> GIVEN REQUEST A:
Locate each line in the records below that contains the string "apartment", and copy every such line.

> PASSAGE GIVEN:
Beginning in the mid 1980s I worked as a social worker in Boston for the Department of Public Welfare.  For the first four years I was there, we worked in a rundown old building on Blue Hill Avenue.  I’m not sure when the building was built, probably in the 1950s, but it was built to be a government building and it looked like it.  The outside was made of pale yellow brick, the inside was dirty and dilapidated, and the walls were painted that puke green, which is found only in government buildings.  The building was four storeys tall, the reception area was on the first floor, and we interviewed clients in the basement.  My office was on the fourth floor, and I ran up and down the stairs literally all day long.  If I was interviewing a client in the basement and needed a folder from my desk, I ran up the four flights of stairs and back down again.  If the receptionist called me at my desk on the fourth floor and said a client had arrived, I ran down the steps to the basement and back up when the interview was over.  Up and down all day long.  As I ran up and down the stairs, I would see large groups of my coworkers waiting for the building’s one slow, rickety elevator.  As I looked at my coworkers standing there, I thought I was so great; I viewed my coworkers with contempt.  I thought they were lazy.  I thought it would do them a whole lot of good to use the stairs and show a little gumption.  When I started working at the welfare, I was twenty-three years old.  Now I am forty-five years old and I know that now I would be one of those people waiting for the elevator.  How the mighty have fallen.

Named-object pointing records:
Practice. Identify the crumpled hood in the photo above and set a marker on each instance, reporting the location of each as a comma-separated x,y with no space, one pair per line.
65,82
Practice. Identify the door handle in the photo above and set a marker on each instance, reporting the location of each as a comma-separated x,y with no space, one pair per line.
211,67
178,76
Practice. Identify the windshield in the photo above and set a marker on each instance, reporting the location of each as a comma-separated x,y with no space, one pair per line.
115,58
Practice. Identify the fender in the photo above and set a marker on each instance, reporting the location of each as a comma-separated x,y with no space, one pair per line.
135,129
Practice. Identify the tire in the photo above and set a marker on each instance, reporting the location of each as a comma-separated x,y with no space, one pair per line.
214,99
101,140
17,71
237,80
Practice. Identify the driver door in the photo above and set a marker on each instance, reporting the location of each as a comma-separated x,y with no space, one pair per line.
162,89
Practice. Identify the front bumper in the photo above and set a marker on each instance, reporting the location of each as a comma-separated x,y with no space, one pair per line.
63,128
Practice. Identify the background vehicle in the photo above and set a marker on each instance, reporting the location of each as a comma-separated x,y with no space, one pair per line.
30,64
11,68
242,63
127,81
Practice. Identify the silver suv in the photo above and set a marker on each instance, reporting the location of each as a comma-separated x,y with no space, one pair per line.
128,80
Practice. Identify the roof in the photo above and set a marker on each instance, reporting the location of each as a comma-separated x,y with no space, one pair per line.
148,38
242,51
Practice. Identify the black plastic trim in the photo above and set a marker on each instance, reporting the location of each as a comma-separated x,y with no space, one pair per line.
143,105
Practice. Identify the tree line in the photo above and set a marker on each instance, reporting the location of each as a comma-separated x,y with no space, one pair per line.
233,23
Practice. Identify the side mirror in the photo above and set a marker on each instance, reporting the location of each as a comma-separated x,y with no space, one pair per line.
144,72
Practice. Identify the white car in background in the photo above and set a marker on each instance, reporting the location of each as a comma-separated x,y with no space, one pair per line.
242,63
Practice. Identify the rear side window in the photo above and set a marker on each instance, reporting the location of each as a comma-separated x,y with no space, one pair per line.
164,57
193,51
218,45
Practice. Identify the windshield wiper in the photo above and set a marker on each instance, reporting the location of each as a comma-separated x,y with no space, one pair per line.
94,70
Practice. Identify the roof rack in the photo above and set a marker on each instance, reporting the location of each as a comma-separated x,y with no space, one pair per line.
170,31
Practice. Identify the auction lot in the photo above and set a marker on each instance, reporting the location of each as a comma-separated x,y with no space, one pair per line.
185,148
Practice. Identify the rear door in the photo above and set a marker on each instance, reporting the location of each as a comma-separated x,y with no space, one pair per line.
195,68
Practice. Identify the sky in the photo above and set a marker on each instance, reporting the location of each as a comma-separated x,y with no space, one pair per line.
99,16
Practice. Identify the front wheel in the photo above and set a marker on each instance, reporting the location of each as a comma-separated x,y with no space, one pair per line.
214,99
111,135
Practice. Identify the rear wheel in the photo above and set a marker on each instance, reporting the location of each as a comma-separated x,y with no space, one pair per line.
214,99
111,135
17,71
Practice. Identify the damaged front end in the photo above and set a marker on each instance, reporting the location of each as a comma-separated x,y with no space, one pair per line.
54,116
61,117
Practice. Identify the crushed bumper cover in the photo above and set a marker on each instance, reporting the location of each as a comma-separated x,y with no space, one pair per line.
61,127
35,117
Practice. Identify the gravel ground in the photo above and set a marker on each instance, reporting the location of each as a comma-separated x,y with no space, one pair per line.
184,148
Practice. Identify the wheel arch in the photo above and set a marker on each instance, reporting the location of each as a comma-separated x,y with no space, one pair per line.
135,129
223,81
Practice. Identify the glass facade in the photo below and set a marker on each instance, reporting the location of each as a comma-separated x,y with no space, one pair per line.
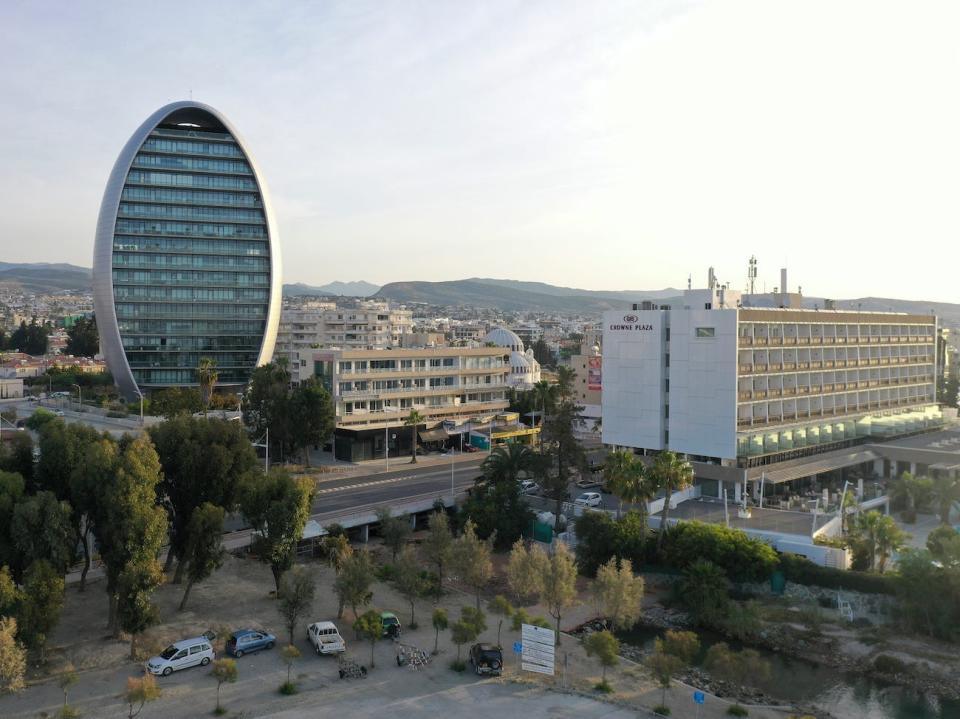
191,257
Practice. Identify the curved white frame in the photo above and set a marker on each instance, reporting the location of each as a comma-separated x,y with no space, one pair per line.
103,298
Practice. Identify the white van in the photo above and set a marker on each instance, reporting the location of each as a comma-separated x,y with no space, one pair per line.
325,638
180,655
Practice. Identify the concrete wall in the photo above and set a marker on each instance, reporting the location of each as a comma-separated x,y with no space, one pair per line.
633,378
703,383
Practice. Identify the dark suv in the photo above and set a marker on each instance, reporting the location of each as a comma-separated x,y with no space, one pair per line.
486,659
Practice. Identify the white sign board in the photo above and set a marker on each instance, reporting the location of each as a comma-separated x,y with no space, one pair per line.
538,652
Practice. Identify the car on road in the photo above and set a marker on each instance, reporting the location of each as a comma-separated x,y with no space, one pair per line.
180,655
391,625
486,659
588,499
588,481
325,638
248,641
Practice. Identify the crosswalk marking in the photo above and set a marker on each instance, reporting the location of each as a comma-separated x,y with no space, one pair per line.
328,490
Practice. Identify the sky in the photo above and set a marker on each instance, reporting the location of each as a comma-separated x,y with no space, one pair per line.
602,145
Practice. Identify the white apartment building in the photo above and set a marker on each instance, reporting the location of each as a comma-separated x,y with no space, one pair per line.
374,390
740,388
371,325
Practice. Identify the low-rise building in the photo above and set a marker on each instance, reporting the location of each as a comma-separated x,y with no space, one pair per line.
453,388
372,324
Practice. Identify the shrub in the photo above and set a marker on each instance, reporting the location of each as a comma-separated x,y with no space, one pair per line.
886,664
600,537
742,558
802,571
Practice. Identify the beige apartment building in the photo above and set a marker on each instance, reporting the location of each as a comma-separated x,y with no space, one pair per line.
371,325
374,390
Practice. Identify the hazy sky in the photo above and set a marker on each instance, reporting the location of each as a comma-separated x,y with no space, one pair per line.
605,145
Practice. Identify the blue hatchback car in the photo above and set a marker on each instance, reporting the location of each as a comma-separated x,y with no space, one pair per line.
247,641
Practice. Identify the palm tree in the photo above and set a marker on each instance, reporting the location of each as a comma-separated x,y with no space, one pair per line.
890,539
411,421
638,488
505,463
546,393
616,468
670,473
946,493
207,375
565,379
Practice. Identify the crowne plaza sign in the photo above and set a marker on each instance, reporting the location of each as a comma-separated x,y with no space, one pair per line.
630,323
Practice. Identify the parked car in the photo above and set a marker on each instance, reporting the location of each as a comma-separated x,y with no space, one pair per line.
325,638
588,499
486,659
391,625
246,641
197,651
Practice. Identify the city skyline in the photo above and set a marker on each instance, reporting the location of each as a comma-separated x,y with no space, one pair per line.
610,147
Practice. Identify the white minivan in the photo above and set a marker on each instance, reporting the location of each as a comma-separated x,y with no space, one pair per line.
325,638
180,655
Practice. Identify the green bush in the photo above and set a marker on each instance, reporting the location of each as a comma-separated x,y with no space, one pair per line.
802,571
600,537
889,665
741,557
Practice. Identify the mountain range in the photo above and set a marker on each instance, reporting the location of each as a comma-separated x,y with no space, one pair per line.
45,278
506,295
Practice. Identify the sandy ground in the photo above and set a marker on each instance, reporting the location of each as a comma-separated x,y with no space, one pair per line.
238,595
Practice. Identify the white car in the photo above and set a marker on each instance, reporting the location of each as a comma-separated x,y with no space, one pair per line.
588,499
180,655
325,638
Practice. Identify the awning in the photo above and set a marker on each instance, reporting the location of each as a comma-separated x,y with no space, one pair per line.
433,435
797,469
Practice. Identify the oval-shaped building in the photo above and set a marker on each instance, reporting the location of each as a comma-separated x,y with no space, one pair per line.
187,261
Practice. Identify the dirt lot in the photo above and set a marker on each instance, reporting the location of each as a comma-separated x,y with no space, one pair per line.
239,595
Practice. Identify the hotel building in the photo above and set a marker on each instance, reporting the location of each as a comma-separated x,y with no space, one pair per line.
780,392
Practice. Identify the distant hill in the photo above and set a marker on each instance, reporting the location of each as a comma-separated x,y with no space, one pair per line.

> GIVEN REQUEST B:
Extend the passage above about taking the stairs at the Boston welfare office, starting after its final sentence.

> FINAL ANSWER A:
Practice. Identify the white apartment building in the photo above and set a marker on each instance, reporting the location of each as a comma-separated x,y with no space, one pair per line.
Practice. Identify the beige apartment building in the photo above and set a marker on each instance, reporting the location of each as a comma-separated x,y with no space, one pair per line.

> FINAL ANSWER B:
 The sad truth is that twenty years ago I could do things – like run up and down four flights of stairs all day long – that there is no way I could do today.  It’s easy to make fun of the excesses of so-called political correct language, but one expression I really like is “temporarily abled.”   I like that expression so much because it perfectly describes reality.  As our lesson from Ecclesiasticus says this morning, “Even in life the human body decays.  A long illness baffles the physician; the king of today will die tomorrow.”  Not to mention, God forbid, the affects of a serious accident.  The fact of the matter is, as we age our bodies become less and less able.  And this is true for all of us.  Therefore, there is no sense in taking pride in the ability to run up and down four flights of stairs today because in a very few years we will be waiting for the elevator.
 The abilities we have – whether they are physical, mental, spiritual, or emotional – are not something we earned; they are gifts from God.  Certainly with education, and training, and practice, we can perfect our gifts, but, fundamentally, we did not create those gifts.  A great musician practices hard every day to perfect her gift, but the gift was already there – it’s a given, we say.  Using the more elegant language of the Prayer Book, our collect this morning makes the same point by describing God as “the author and giver of all good things.”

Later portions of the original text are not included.